TASK DIRECTIONS:
Copy the lines of the items verbatim, starting with the line that contains "of the light" and continuing through the end of the items.

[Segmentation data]
++++++++

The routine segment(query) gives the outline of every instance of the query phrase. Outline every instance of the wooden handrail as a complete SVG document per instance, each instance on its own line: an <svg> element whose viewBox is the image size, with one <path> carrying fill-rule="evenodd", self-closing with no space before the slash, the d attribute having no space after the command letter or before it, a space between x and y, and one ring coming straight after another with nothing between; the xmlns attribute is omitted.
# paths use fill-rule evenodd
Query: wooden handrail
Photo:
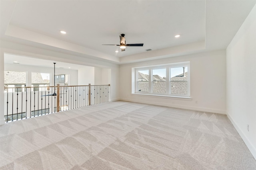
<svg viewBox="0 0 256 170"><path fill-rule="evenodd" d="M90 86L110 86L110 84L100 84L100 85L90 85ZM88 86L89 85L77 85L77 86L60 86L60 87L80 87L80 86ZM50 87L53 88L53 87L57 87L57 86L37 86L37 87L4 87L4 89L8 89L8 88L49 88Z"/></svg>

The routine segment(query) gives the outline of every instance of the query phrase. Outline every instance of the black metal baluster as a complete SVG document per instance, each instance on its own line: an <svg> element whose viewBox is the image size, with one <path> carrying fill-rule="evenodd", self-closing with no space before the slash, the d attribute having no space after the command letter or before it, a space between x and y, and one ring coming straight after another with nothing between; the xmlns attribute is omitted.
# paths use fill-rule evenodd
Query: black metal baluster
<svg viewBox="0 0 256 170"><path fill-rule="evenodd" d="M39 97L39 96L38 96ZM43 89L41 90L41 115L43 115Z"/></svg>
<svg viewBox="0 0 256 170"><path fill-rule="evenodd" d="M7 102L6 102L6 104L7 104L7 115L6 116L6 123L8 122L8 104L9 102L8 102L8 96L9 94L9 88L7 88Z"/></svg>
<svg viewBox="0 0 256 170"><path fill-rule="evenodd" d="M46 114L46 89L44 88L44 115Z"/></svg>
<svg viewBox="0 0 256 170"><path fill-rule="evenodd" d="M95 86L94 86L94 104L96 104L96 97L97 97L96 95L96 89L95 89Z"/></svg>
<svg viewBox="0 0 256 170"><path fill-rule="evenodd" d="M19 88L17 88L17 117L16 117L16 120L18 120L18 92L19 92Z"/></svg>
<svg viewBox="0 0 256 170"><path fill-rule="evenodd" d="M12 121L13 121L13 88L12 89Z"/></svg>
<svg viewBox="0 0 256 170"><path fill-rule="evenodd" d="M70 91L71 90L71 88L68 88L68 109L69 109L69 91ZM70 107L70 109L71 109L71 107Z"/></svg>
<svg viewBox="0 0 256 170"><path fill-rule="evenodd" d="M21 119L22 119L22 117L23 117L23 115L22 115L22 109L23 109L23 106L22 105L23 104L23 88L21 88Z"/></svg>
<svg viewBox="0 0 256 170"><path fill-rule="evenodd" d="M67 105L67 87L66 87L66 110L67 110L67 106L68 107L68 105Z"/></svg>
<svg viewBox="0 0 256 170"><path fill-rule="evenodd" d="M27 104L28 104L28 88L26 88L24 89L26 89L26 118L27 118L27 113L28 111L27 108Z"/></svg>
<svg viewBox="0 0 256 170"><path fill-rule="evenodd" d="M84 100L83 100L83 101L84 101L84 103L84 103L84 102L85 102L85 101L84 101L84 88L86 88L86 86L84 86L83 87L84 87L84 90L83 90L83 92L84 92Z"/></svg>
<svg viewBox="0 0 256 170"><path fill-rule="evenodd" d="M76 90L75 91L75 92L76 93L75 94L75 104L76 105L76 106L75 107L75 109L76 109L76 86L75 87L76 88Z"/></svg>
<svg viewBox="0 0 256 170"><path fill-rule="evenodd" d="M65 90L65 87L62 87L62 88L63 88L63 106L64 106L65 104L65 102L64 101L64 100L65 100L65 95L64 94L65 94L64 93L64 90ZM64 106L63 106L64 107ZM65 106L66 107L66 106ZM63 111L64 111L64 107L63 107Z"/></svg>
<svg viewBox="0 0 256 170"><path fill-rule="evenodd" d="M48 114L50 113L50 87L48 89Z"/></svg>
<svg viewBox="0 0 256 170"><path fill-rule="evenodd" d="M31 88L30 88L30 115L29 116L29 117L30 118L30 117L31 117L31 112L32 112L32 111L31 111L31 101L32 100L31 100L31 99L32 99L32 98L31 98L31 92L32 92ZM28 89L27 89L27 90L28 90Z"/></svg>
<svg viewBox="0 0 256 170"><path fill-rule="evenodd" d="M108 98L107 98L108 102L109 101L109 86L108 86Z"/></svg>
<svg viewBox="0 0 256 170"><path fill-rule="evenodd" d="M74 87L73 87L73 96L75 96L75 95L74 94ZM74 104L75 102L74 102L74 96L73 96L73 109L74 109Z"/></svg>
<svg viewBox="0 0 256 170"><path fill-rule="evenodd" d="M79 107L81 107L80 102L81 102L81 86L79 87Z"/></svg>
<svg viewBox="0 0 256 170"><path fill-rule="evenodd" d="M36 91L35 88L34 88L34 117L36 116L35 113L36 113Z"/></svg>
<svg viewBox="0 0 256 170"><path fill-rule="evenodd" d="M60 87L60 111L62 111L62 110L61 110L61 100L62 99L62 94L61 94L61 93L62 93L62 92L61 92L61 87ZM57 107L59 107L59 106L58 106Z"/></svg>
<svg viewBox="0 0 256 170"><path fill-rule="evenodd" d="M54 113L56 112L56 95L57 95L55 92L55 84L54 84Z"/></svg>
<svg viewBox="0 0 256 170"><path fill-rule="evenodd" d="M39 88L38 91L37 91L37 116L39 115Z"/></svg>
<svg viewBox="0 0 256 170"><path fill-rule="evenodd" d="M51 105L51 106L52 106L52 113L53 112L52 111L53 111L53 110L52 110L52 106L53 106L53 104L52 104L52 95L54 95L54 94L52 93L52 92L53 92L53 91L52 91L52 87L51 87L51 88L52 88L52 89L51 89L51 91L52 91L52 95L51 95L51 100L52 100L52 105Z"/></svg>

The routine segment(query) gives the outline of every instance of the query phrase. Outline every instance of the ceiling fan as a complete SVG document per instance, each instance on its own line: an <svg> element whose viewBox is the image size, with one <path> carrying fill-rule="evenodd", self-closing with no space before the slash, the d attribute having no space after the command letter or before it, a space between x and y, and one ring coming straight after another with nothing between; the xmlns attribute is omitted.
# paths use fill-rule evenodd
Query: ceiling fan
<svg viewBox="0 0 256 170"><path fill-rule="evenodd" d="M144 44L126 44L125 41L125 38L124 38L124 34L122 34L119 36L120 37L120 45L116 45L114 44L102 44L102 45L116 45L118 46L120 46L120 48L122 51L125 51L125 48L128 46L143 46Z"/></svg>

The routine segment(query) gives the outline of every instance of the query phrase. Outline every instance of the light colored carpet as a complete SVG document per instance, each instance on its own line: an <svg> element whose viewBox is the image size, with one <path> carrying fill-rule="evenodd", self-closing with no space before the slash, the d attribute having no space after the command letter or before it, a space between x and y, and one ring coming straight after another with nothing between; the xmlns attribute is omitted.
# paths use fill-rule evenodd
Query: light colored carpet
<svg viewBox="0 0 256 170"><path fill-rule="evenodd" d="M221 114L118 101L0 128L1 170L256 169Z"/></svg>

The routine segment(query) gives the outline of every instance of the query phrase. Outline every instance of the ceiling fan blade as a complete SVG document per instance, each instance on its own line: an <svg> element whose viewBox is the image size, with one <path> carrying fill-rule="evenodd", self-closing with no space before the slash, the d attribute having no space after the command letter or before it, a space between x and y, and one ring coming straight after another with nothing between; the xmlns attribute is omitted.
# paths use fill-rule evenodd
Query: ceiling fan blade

++++++++

WRITTEN SOLUTION:
The routine segment(query) gives the outline of every instance of the query phrase. Outline every instance of the light colored carpet as a complete SVG document per instance, each instance on its own line: an <svg> element whose viewBox is the image size, with one <path> carrying fill-rule="evenodd", self-closing with no space before the slash, the d attribute having no space after the command letter or before it, a space between x and y, and one ring coming straight after another with nothing between; the xmlns attribute is omitted.
# paths use fill-rule evenodd
Query: light colored carpet
<svg viewBox="0 0 256 170"><path fill-rule="evenodd" d="M221 114L118 101L0 128L1 170L256 169Z"/></svg>

The routine segment(query) gives the outline of every instance of the query phrase. Outline every instance of the ceiling fan blade as a complete SVG document per instance, each instance on its own line: an <svg> element whose viewBox is the image size, with one <path> carrying fill-rule="evenodd", self-closing with no space before the slash, the d attribute having no space after the command letter or before it, a space between x and y, and one ring coming straight after another with nothing between; the xmlns attribute is omitted.
# paths use fill-rule evenodd
Query: ceiling fan blade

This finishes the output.